== Data for processing

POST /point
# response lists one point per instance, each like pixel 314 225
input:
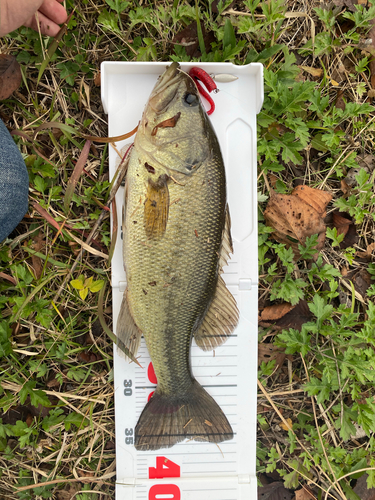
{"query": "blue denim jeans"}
pixel 14 184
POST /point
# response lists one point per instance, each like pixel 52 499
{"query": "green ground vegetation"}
pixel 317 407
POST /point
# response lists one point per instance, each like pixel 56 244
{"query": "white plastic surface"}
pixel 207 471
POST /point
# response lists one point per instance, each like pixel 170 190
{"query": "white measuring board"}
pixel 194 470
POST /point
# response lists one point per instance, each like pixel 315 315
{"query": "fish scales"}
pixel 175 222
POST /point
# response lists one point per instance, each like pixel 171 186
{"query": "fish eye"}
pixel 191 99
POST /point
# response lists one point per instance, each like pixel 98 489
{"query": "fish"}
pixel 176 240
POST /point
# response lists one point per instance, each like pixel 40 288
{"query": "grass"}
pixel 316 402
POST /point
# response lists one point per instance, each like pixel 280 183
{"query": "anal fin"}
pixel 220 320
pixel 127 332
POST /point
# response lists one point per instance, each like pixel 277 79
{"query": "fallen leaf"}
pixel 316 198
pixel 287 427
pixel 269 352
pixel 296 216
pixel 10 75
pixel 275 312
pixel 274 491
pixel 361 489
pixel 316 72
pixel 293 317
pixel 365 255
pixel 304 493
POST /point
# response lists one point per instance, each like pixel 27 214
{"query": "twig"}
pixel 62 481
pixel 121 171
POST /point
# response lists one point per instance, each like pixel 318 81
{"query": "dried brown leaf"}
pixel 10 75
pixel 275 312
pixel 315 72
pixel 361 489
pixel 287 427
pixel 368 253
pixel 316 198
pixel 294 219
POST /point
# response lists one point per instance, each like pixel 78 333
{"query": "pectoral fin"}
pixel 127 332
pixel 156 207
pixel 220 319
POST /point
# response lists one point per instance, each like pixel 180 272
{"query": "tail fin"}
pixel 167 420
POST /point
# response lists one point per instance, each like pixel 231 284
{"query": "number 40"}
pixel 164 468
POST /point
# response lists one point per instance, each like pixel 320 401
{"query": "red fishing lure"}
pixel 198 74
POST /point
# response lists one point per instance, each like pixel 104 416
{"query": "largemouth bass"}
pixel 176 239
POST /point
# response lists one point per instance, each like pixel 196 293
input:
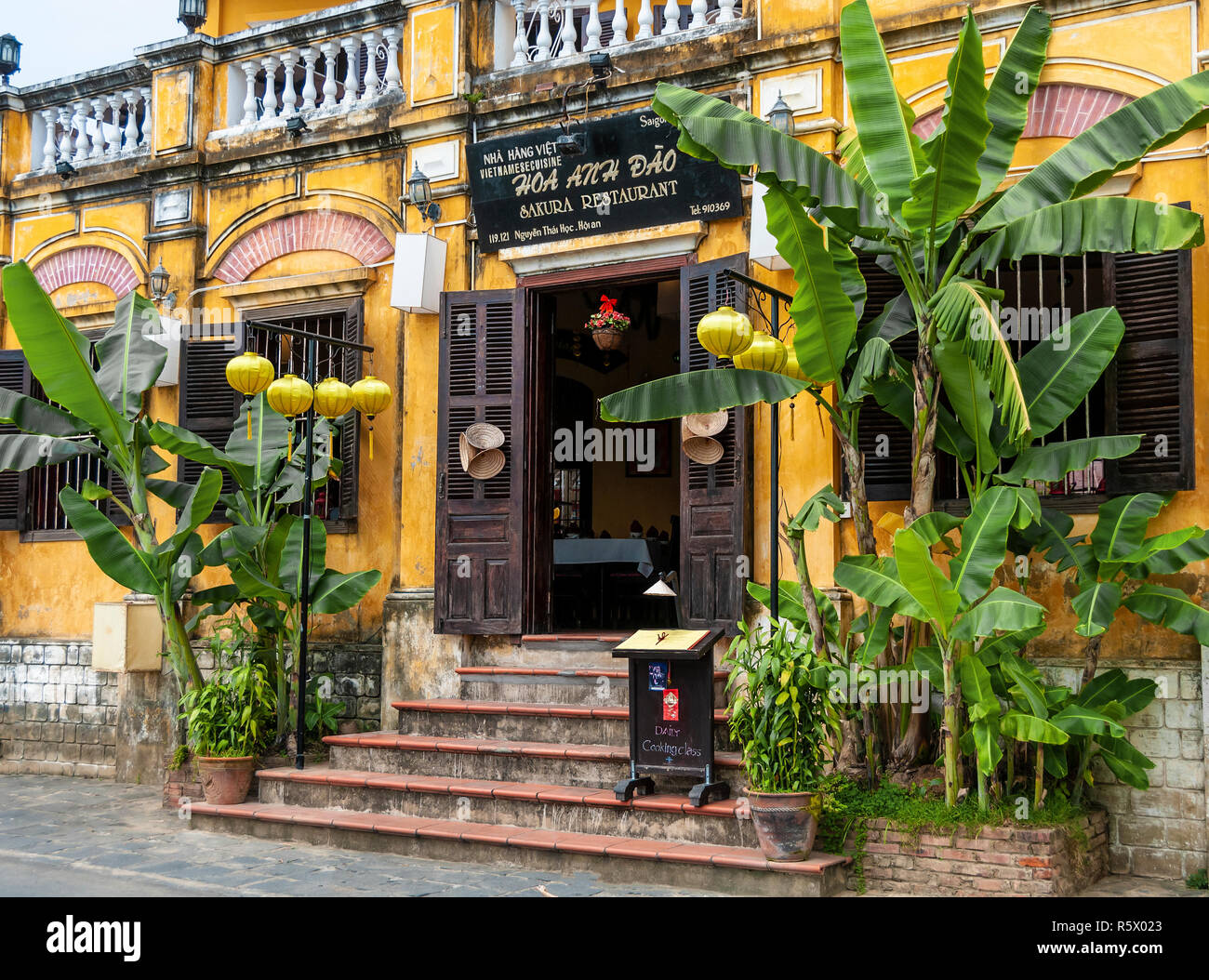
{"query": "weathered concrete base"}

====

Task to complete: Reproduce the material verbatim from its first line up to and including the line with "pixel 220 319", omitting the pictures.

Result of this task:
POST /point
# response lists one point per instance, each like pixel 314 225
input:
{"query": "blue denim jeans"}
pixel 14 184
POST /point
# response lists one point per instance, each like pixel 52 499
{"query": "green ground vegetation"}
pixel 317 407
POST /point
# response lists one point per instance, each like pixel 56 244
{"query": "white plastic surface"}
pixel 207 471
POST /point
# response lists one point per instance, each like pixel 170 190
{"query": "white measuring board"}
pixel 194 470
POST /point
# response lists one point per instance, each like pixel 315 315
{"query": "fish scales"}
pixel 175 222
POST /point
# response lists one point per instance, each like pixel 171 186
{"query": "fish eye"}
pixel 191 99
POST /point
# response lists one point per instance, each like pixel 98 489
{"query": "fish"}
pixel 176 240
POST /point
# response lists one point per instance, each like pixel 40 288
{"query": "grass"}
pixel 316 402
POST /point
# response lists one point per instance, each like pixel 280 183
{"query": "anal fin"}
pixel 220 320
pixel 127 332
POST /point
# response lists one point per instance, each like pixel 277 79
{"query": "fallen leaf"}
pixel 316 198
pixel 287 427
pixel 269 352
pixel 296 216
pixel 10 75
pixel 275 312
pixel 274 491
pixel 361 489
pixel 316 72
pixel 293 317
pixel 365 255
pixel 304 493
POST /point
# response lists one point per instance, each like pixel 27 214
{"query": "twig"}
pixel 62 481
pixel 121 171
POST /point
# response lists one point per instance, each like pixel 318 81
{"query": "dried brown leaf"}
pixel 10 75
pixel 275 312
pixel 315 72
pixel 361 489
pixel 287 427
pixel 368 253
pixel 316 198
pixel 294 219
POST /point
# response lists one point per instance, each like pixel 78 333
{"query": "pectoral fin"}
pixel 127 332
pixel 156 207
pixel 220 319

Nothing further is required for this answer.